● Task:
What you return should match the data below exactly, with no pictures in it.

● Material for this exercise:
[Start of section]

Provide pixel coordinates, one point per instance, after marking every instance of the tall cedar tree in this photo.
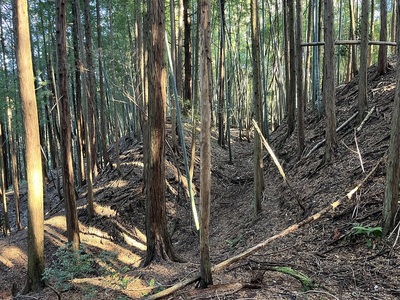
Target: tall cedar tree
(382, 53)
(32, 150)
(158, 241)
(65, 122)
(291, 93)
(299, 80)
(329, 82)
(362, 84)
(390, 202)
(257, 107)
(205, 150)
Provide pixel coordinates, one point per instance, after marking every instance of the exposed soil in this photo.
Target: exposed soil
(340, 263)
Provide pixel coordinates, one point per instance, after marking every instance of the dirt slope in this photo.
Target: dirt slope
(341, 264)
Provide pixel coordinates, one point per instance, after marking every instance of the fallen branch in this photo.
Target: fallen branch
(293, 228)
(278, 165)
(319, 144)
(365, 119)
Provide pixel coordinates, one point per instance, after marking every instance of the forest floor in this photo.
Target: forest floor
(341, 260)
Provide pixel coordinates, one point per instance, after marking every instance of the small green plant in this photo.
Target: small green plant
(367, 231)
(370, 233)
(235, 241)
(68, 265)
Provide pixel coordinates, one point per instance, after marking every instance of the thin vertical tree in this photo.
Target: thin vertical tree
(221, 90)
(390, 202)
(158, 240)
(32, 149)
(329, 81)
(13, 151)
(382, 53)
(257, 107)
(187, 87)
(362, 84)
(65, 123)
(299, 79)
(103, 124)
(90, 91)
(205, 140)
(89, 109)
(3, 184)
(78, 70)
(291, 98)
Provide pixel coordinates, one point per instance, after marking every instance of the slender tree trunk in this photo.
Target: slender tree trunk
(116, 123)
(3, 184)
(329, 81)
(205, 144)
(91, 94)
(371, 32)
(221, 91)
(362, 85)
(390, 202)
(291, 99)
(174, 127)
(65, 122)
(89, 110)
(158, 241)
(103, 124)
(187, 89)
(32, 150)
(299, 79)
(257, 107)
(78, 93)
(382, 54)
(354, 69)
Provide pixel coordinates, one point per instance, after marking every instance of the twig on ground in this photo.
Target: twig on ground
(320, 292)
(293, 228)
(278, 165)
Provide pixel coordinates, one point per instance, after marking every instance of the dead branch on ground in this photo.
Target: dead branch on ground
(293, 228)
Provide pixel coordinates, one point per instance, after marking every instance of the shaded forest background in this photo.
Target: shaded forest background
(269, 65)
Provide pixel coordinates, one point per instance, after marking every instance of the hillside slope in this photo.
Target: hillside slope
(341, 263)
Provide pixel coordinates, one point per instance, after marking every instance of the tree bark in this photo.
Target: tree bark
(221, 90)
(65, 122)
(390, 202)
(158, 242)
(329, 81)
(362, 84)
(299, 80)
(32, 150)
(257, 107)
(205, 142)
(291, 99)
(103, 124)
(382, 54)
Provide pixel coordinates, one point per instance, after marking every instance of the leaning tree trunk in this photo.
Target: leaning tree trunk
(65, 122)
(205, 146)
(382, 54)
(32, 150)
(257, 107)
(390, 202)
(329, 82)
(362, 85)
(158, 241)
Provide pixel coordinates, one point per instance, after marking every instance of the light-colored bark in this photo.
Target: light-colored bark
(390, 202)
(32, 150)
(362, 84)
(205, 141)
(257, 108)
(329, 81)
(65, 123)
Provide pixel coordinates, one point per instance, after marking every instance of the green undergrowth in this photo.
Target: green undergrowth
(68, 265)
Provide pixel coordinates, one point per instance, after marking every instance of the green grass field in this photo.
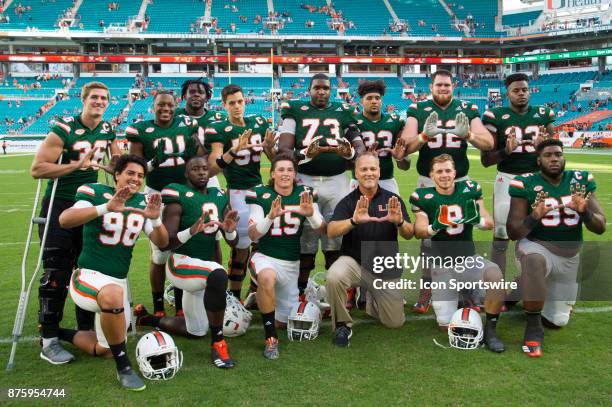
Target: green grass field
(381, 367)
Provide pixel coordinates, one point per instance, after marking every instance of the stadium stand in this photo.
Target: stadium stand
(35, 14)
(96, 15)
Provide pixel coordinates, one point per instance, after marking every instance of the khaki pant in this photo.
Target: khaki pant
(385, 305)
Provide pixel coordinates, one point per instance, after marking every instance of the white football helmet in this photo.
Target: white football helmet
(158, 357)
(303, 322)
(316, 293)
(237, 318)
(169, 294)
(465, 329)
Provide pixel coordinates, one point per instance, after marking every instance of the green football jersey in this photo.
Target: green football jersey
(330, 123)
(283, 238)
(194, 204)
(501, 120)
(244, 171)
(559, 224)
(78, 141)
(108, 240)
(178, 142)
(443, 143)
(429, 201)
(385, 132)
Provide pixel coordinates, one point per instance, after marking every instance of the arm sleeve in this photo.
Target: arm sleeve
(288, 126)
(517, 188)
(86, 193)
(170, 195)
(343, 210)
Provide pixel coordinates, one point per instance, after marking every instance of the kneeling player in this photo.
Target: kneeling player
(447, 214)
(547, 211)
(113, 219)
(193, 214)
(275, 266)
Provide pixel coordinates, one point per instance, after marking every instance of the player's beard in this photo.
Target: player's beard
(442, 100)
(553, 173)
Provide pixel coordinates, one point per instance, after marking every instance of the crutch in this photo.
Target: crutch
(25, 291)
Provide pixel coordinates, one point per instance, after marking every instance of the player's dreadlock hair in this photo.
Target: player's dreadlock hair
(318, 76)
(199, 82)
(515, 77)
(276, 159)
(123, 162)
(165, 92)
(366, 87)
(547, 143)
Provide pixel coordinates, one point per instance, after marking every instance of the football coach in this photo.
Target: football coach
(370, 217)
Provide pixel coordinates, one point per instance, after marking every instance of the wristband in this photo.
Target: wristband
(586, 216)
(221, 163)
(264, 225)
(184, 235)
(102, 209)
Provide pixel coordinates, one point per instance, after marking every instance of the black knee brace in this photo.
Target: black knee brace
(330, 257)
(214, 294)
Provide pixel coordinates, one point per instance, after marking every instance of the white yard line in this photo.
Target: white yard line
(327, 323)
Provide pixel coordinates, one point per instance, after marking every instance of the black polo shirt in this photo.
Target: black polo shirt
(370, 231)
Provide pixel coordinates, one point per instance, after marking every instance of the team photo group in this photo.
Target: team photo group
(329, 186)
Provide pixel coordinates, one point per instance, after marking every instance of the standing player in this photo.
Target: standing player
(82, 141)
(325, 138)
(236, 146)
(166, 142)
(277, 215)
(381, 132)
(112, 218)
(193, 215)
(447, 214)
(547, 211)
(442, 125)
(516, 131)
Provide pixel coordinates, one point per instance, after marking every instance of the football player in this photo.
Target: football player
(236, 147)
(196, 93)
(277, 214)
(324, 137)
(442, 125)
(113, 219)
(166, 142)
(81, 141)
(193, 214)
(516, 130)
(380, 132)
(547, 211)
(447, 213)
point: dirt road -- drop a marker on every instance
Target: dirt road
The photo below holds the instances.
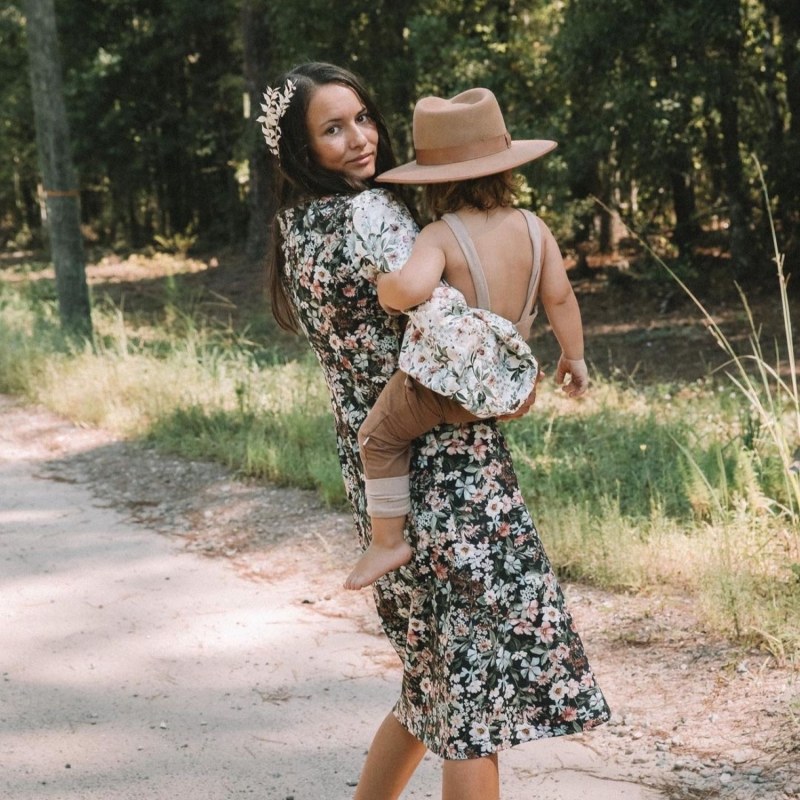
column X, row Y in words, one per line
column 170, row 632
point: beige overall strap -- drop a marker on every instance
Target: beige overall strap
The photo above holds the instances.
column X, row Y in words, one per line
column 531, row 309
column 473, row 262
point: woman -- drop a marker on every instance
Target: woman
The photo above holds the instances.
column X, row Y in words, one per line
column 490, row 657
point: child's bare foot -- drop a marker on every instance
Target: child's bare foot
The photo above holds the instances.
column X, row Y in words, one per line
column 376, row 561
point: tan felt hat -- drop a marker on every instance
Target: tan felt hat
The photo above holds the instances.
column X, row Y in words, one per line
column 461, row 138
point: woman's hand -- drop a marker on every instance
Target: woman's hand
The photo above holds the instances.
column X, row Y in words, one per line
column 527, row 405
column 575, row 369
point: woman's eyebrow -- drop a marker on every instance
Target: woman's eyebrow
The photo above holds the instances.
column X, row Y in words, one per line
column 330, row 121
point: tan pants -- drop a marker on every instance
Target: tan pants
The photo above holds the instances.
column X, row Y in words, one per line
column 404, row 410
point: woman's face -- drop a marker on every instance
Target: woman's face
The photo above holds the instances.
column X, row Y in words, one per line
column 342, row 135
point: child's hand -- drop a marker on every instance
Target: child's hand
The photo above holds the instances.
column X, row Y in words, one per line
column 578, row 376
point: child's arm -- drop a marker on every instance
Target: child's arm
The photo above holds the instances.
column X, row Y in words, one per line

[End of section]

● Expected answer:
Provide pixel coordinates, one point per instance, after marking every instance of the tall cedar tree in this photo.
Target: tall cedar tree
(382, 53)
(32, 150)
(158, 241)
(65, 122)
(291, 93)
(299, 80)
(329, 82)
(362, 84)
(390, 202)
(257, 107)
(205, 150)
Provide pixel coordinates, one point per instance, after marking every instance of the exposed soil in this photo.
Target: exposed soil
(340, 263)
Provide pixel coordinates, one point per instance, after marking every instance of the dirt slope in this photo.
Target: dirt slope
(341, 264)
Provide pixel coordinates, one point per instance, after marking every instance of the fallen branch in this photo.
Target: fallen branch
(293, 228)
(278, 165)
(319, 144)
(365, 119)
Provide pixel coordinates, one point per instance, after marking every instance of the forest floor in this photo.
Target: forest floor
(341, 260)
Provide pixel coordinates, one point per instance, after marking every instance of the small green plant in this photo.
Target: small green plant
(367, 231)
(370, 233)
(235, 241)
(68, 265)
Provide pixel coordinates, one point per instance, after marking every instance of the thin vertical tree in this photo.
Target: thin vertical tree
(221, 90)
(390, 202)
(158, 240)
(32, 149)
(329, 81)
(13, 151)
(382, 53)
(257, 107)
(187, 87)
(362, 84)
(65, 123)
(299, 79)
(103, 124)
(90, 91)
(205, 140)
(89, 109)
(3, 184)
(78, 70)
(291, 98)
Provide pixel coordinates, one point per instance, after marking every instance of the slender tree trunk in this photo.
Target: slender tree trunk
(116, 123)
(3, 184)
(329, 81)
(205, 144)
(91, 94)
(371, 32)
(221, 91)
(362, 85)
(390, 202)
(291, 99)
(174, 127)
(65, 122)
(89, 110)
(158, 241)
(103, 124)
(187, 89)
(32, 150)
(299, 79)
(257, 107)
(78, 93)
(382, 54)
(354, 69)
Provide pixel coordinates, one point per instance, after marking every instance of the twig on ground in this photo.
Target: twig on ground
(320, 292)
(293, 228)
(278, 165)
Provide pixel coordinates, one point per instance, after marking every instance of the dead branch on ground in this photo.
Target: dead branch on ground
(293, 228)
Provide pixel coordinates, one point per instance, after marking every instance of the shaded forest background in this photo.
Target: shaded forest background
(269, 65)
Provide pixel coordinates, one point per instance, after marking every instance of the hillside slope in this photo.
Target: hillside slope
(341, 263)
Provide pixel coordinates, one point per instance, after marking every instance of the tree bark in this photo.
Target: tree bark
(221, 90)
(65, 122)
(390, 202)
(158, 242)
(329, 81)
(362, 84)
(299, 80)
(32, 150)
(257, 107)
(205, 142)
(291, 99)
(103, 124)
(382, 54)
Provide pixel coordinates, one point per instance, after marking every instance of the leaning tree trunk in this photo.
Target: leaning tree trunk
(65, 122)
(205, 146)
(382, 54)
(32, 150)
(257, 107)
(390, 202)
(329, 82)
(362, 85)
(158, 241)
Provide pixel coordinates, one point per instance, after marking every instance of the light-colored bark in this photo.
Target: light-colored bark
(390, 202)
(32, 150)
(362, 84)
(205, 141)
(257, 108)
(329, 81)
(65, 123)
Provide pixel coordinates, one point per instance, after marking every instance of the green undergrowth in this photo.
Target: green undergrowth
(68, 265)
Provide pixel coordinates, one point per instance, after marking every instance of the green grass field in this photo.
Target: green grass field
(381, 367)
Provide pixel coordinates, one point per instance, after marking every instance of the stadium stand in this photo.
Target: stadium stand
(35, 14)
(96, 15)
Provide pixel coordinates, one point per instance, after marking every instance of the khaki pant in this photo.
Target: khaki pant
(385, 305)
Provide pixel coordinates, one point per instance, after marking every instance of the white football helmet in this photo.
Target: white football helmet
(158, 357)
(303, 322)
(316, 293)
(237, 318)
(169, 294)
(465, 329)
Provide pixel coordinates, one point per instance, after marking every instance of the green football jersey in this photo.
Target: green football jersey
(330, 123)
(283, 238)
(194, 204)
(501, 120)
(244, 171)
(559, 224)
(78, 141)
(108, 240)
(178, 142)
(443, 143)
(429, 201)
(385, 132)
Provide pixel coordinates, one point per instance, after marking every instance of the arm sleeve in this photo.
Target: arm sleeve
(288, 126)
(517, 188)
(86, 193)
(170, 195)
(343, 210)
Provide pixel coordinates, one point per instance, after marking every instance of the kneeling player in this photo.
Target: kneeling player
(447, 214)
(547, 211)
(113, 219)
(193, 214)
(275, 266)
Provide pixel coordinates, one point per instance, after marking every instance of the player's beard in this photo.
Target: player's beard
(442, 100)
(553, 173)
Provide pixel coordinates, one point per instance, after marking every instance of the crutch in this photo.
Target: crutch
(25, 291)
Provide pixel coordinates, one point per instance, after marking every instance of the player's dreadlock hair in this photo.
Target: player's dreadlock hair
(318, 76)
(199, 82)
(515, 77)
(276, 159)
(123, 162)
(165, 92)
(366, 87)
(547, 143)
Provide pixel coordinates, one point per instance, after marking every instance of the football coach in this photo.
Target: football coach
(370, 217)
Provide pixel coordinates, one point per instance, after marking every instance of the wristband in this photo.
Target: wristband
(586, 216)
(221, 163)
(264, 225)
(184, 235)
(102, 209)
Provide pixel coordinates, one point per instance, after marking every instance of the black knee brace in this photo.
Target: black knee brace
(330, 257)
(214, 294)
Provide pixel coordinates, one point per instance, after marking every instance of the white yard line in this photo.
Target: white yard line
(327, 323)
Provide pixel coordinates, one point per instance, after marking every instance of the black polo shirt in this photo.
Target: black polo shirt
(370, 231)
Provide pixel coordinates, one point per instance, after marking every instance of the team photo group in this photo.
Target: team photo group
(329, 186)
Provide pixel coordinates, one point per instance, after marking every instance of the standing player in this photo.
Target: standing player
(82, 141)
(325, 138)
(236, 146)
(166, 142)
(277, 215)
(381, 132)
(112, 218)
(193, 215)
(447, 214)
(547, 211)
(442, 125)
(516, 131)
Provide pixel coordinates, one point per instance, after marking every instance of the football player in this photo.
Target: football player
(236, 147)
(196, 93)
(277, 214)
(324, 137)
(442, 125)
(113, 219)
(166, 142)
(81, 141)
(193, 214)
(516, 130)
(380, 132)
(547, 211)
(447, 213)
point: dirt road -- drop a marker on every instance
Target: dirt road
The photo below holds the instances.
column X, row Y in words, one per line
column 170, row 632
point: beige overall strap -- drop a marker on every instance
Target: beige overall strap
The photo above holds the instances.
column X, row Y in words, one per line
column 531, row 309
column 473, row 262
point: woman -- drop a marker on every instance
Target: woman
The photo above holds the instances.
column X, row Y in words, one per line
column 490, row 657
point: child's bare foot -- drop a marker on every instance
Target: child's bare foot
The photo above holds the instances.
column X, row Y in words, one per line
column 376, row 561
point: tan felt hat -- drop a marker on every instance
Target: tan felt hat
The photo above holds the instances.
column X, row Y in words, one per line
column 461, row 138
point: woman's hand -- drop a marker on every instance
Target: woman's hand
The photo above holds the instances.
column X, row Y in words, one per line
column 527, row 405
column 575, row 369
point: woman's eyebrow -- drop a marker on every instance
Target: woman's eyebrow
The photo above holds the instances.
column X, row Y in words, one per line
column 330, row 121
point: tan pants -- drop a marker on every instance
Target: tan pants
The photo above holds the instances.
column X, row Y in words, one per line
column 404, row 410
point: woman's face -- drop a marker on every instance
Target: woman's face
The photo above holds the instances.
column X, row Y in words, one per line
column 342, row 135
point: child's hand -- drop a marker on every instance
Target: child's hand
The photo above holds the instances.
column X, row Y in words, one per line
column 578, row 376
point: child's arm -- drop a marker on every instance
Target: child's arm
The photo above holds the instances.
column X, row Y in words, one per line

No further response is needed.